= Records =
::::

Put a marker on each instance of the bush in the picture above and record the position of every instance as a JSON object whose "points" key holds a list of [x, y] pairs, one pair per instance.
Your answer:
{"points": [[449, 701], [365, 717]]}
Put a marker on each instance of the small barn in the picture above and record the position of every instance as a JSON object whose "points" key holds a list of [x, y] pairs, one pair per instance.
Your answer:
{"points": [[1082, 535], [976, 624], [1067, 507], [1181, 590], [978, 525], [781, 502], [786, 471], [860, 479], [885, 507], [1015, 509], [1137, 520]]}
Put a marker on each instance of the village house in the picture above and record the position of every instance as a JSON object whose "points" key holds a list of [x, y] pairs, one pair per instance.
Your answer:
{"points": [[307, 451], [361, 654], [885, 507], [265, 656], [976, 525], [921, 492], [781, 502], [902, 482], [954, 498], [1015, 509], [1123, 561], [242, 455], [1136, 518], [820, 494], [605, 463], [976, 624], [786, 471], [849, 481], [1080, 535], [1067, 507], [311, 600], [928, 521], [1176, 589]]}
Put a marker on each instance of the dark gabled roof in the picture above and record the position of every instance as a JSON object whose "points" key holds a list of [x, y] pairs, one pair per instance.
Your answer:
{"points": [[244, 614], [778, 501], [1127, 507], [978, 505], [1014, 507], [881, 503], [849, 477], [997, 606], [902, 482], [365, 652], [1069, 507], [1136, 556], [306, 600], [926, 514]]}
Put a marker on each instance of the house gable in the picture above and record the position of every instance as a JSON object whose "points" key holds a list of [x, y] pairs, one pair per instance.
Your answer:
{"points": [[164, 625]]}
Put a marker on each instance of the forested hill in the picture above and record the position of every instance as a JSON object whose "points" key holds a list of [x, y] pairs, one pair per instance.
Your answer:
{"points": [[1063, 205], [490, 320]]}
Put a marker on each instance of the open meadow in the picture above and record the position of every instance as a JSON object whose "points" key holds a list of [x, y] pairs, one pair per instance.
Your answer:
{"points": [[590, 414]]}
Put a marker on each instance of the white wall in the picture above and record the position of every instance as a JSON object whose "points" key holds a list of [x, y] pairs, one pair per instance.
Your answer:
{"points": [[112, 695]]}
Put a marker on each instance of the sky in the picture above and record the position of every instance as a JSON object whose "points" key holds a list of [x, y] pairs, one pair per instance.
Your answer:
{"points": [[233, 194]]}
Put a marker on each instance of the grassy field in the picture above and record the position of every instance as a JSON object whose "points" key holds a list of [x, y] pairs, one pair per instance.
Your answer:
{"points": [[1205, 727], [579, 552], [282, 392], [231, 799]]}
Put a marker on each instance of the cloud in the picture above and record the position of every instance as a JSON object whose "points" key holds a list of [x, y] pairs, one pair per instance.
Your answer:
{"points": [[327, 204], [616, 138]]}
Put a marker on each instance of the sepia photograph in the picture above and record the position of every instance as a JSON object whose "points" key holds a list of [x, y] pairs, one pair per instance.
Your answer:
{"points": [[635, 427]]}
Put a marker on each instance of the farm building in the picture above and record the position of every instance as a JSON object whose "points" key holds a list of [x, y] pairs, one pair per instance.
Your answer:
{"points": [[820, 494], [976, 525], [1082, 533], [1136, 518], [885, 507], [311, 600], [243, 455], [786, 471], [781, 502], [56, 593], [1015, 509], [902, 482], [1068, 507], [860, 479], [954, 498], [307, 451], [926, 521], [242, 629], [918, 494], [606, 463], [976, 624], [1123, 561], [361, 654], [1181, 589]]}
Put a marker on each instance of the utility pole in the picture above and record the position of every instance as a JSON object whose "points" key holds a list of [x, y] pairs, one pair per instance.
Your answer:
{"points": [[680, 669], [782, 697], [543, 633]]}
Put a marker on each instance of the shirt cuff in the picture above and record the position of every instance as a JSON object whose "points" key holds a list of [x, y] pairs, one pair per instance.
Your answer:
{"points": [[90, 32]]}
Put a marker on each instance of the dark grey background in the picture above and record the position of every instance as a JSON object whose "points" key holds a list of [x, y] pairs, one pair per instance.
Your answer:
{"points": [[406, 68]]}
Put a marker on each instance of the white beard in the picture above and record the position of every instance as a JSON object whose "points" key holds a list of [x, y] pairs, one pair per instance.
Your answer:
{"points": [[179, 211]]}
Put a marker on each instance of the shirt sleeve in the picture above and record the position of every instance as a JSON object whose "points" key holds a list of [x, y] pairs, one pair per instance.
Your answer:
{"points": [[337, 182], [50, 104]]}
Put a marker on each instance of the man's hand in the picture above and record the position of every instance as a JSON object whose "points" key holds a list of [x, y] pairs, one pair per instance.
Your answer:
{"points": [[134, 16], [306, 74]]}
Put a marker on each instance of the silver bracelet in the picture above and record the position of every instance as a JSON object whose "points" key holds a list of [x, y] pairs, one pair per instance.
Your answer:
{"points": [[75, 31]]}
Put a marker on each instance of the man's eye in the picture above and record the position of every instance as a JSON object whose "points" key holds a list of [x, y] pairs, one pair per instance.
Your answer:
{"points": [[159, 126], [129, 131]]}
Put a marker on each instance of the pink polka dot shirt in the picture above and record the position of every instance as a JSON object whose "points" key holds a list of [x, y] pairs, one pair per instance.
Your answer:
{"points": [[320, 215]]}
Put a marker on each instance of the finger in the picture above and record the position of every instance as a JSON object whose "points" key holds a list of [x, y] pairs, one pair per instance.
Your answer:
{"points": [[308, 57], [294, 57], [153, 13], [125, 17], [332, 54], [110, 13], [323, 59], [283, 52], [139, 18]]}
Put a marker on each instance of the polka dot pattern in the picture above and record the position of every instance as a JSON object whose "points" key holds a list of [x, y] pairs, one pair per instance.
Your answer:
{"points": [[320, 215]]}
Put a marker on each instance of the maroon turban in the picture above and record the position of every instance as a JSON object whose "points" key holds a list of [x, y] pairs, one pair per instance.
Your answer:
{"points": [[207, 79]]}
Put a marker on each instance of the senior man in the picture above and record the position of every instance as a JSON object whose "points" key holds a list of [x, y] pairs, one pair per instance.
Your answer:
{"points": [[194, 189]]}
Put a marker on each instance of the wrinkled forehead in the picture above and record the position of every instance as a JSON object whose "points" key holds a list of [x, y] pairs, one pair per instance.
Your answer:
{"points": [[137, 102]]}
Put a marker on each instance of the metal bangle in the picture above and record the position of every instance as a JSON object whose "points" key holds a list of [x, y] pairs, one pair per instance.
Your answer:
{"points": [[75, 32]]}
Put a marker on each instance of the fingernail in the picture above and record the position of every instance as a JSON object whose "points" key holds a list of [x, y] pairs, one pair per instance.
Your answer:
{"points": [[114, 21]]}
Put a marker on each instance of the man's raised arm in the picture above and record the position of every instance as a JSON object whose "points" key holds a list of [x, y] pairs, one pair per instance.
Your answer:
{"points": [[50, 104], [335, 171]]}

::::

= Work required =
Return the material in full, restating each entry word for word.

= Task result =
Put a marker on each instance of the bush in the picture above and record the position of every instance as a JSON object whose "points" key holds a list of [x, y] pairs, one pair per instance.
Your answer:
{"points": [[449, 701], [365, 717]]}
Put a marker on each instance of the small barn in the picture above and record the position of every instance as a JSON object whose "points" key holds a list of [x, y] pairs, one pair per instance.
Your answer:
{"points": [[1082, 535], [976, 624], [1067, 507], [1181, 590], [978, 525], [781, 502], [786, 471], [860, 479], [885, 507], [1015, 509], [1137, 520]]}
Put a marker on each instance of the village house in the picture above and record the position of every instance as a JSON object whose "points" key holds a list of [x, y] pairs, one pair per instance.
Your answer:
{"points": [[307, 451], [361, 654], [885, 507], [265, 656], [976, 525], [921, 492], [781, 502], [902, 482], [954, 498], [1015, 509], [1123, 561], [242, 455], [1136, 518], [820, 494], [605, 463], [976, 624], [786, 471], [849, 481], [1080, 535], [1067, 507], [311, 600], [928, 521], [1176, 589]]}
Put a marker on each instance of the dark gabled roof in the picture above and record the position of every instance as a JSON object whose "points" key holds a list of [x, y] pairs, one pair per instance.
Your answer:
{"points": [[244, 614], [778, 501], [1127, 507], [978, 505], [1014, 507], [881, 503], [849, 477], [997, 606], [902, 482], [365, 652], [1069, 507], [1136, 556], [306, 600], [926, 514]]}
Put a marker on each instance of the house gable in the picture above and record the position of every instance as a JSON object whose "points" key holds a list of [x, y] pairs, one pair per instance.
Your answer:
{"points": [[164, 625]]}
Put a marker on each instance of the forested hill in the picture above and record the position of every instance as a JSON object whose "points" key holds a list of [x, y] pairs, one pair per instance.
Your answer:
{"points": [[1063, 205], [490, 320]]}
Put a marker on each instance of the open meadow in the picture above and record the position of every instance as a JSON object whose "points" key holds a list of [x, y] pairs, one pair per instance.
Your answer:
{"points": [[590, 414]]}
Put a marker on each instance of the white wall in the picture above and record the position of every instance as a JSON object whose "points" key holds a list of [x, y] pairs, one pair per instance.
Your answer:
{"points": [[112, 695]]}
Put a marker on each instance of the sky in the picture above and record the position of every instance as a JSON object whose "points" key holds a list of [x, y] pairs, one pair per instance.
Your answer:
{"points": [[233, 194]]}
Put a marker on each instance of the grassy field in the picture above and record the position of every instance as a JSON object whose "points" key holds a list of [x, y] pairs, one pair per instance.
Your answer:
{"points": [[1205, 727], [579, 552], [282, 392], [231, 799]]}
Put a marker on each instance of the cloud in the picture above and record the position of every instance as a JSON object whose "points" key holds a list of [x, y] pairs, one pair per instance.
Your answer:
{"points": [[327, 204], [616, 138]]}
Put a marker on each instance of the sepia photograph in the picture above and record the position of every instance as a JSON object whose "points" key holds a list of [x, y] pairs, one pair per instance.
Your answer:
{"points": [[635, 427]]}
Put a marker on each instance of the farm building in the picture above and record the position of every instance as a JSON object whose "points" key holds a list of [x, y] pairs, one pair per instance.
Your answer:
{"points": [[820, 494], [976, 525], [1082, 533], [1136, 518], [885, 507], [311, 600], [243, 455], [786, 471], [781, 502], [56, 593], [1015, 509], [902, 482], [1068, 507], [860, 479], [954, 498], [307, 451], [926, 521], [242, 629], [918, 494], [606, 463], [976, 624], [1123, 561], [361, 654], [1181, 589]]}
Put a marker on each instance of the utility pole in the picture above and record the position of every instance as a JSON object whose "points" key holds a list of [x, y] pairs, one pair per instance.
Your answer:
{"points": [[680, 669], [782, 697], [543, 633]]}
Put a marker on each instance of the shirt cuff in the picture above and record the position of every instance as a JSON object whose "points" key holds a list of [x, y] pairs, one pair per instance.
Your answer:
{"points": [[90, 32]]}
Put a marker on each instance of the dark grey background in the picture above and record the position of every instance as a JSON object whose "points" key holds a list of [x, y] pairs, one pair per instance.
Your answer:
{"points": [[406, 68]]}
Put a marker on each instance of the white beard in the picture above and record the position of every instance as a JSON object whose "points" key holds a list of [x, y] pairs, one pair per instance.
Your answer:
{"points": [[179, 211]]}
Put a marker on each instance of the shirt sleeve in the picture above and record the position of every instance as a JSON object whose "points" key holds a list of [x, y] pairs, one pair per instance.
Your answer:
{"points": [[337, 182], [50, 104]]}
Put a marker on each instance of the man's hand in the picture above and record the position of every instance as a JSON object whose "points" key holds a list of [x, y] pairs, one pair per instance.
Your answer:
{"points": [[134, 16], [306, 74]]}
Put a marker on each instance of the silver bracelet in the picture above and record the position of every instance as a JSON object whose "points" key holds a list of [x, y] pairs, one pair per instance.
Your answer:
{"points": [[75, 31]]}
Put a marker on each instance of the man's eye in the picture above and record the position of every instance as a JSON object whose "points" key holds a list of [x, y] pairs, one pair per instance.
Your answer:
{"points": [[159, 126], [129, 131]]}
Put a marker on each instance of the pink polka dot shirt in the picture above and record the position of every instance as a JSON object whose "points" key holds a list of [x, y] pairs, one pair per instance.
Your answer:
{"points": [[320, 215]]}
Put a marker on each instance of the finger in the picture above and record the position of every instance as a JSON object whose "points" key holds a list of [x, y] pairs, one pair per instance.
Your answer:
{"points": [[308, 57], [294, 57], [153, 13], [125, 17], [332, 54], [110, 13], [323, 59], [283, 52], [139, 18]]}
Put a marker on each instance of the polka dot pattern in the picture above and record the position of every instance as a JSON object whose "points" key holds a list of [x, y] pairs, one pair per instance.
Your answer:
{"points": [[320, 215]]}
Put a marker on each instance of the maroon turban in the picture above and record the position of every instance as a JSON object whose "points" key holds a list of [x, y] pairs, one pair per instance.
Your answer:
{"points": [[207, 79]]}
Put a marker on each instance of the senior man in the picture above and record the position of every instance as a JSON object whose "points" key holds a list of [x, y] pairs, one pair per instance.
Your answer:
{"points": [[194, 189]]}
Put a marker on each instance of the wrinkled forehead in the picture above and record the position of every instance as a JSON object whose "points" key holds a list of [x, y] pairs, one pair per instance.
Your answer:
{"points": [[137, 102]]}
Put a marker on each instance of the metal bangle in the picture above and record the position of every instance as a JSON object whose "points" key holds a list of [x, y] pairs, one pair per instance.
Your answer:
{"points": [[75, 32]]}
Put a marker on each instance of the fingernail in the picture above and record the position of every instance as a JSON object whose "points" key holds a list of [x, y] pairs, one pair per instance.
Your answer:
{"points": [[114, 21]]}
Put a marker on each instance of the man's raised arm in the picture above and record the position of every instance as a JSON object whose "points" key holds a list of [x, y] pairs, one pair per instance.
Your answer:
{"points": [[50, 104], [335, 171]]}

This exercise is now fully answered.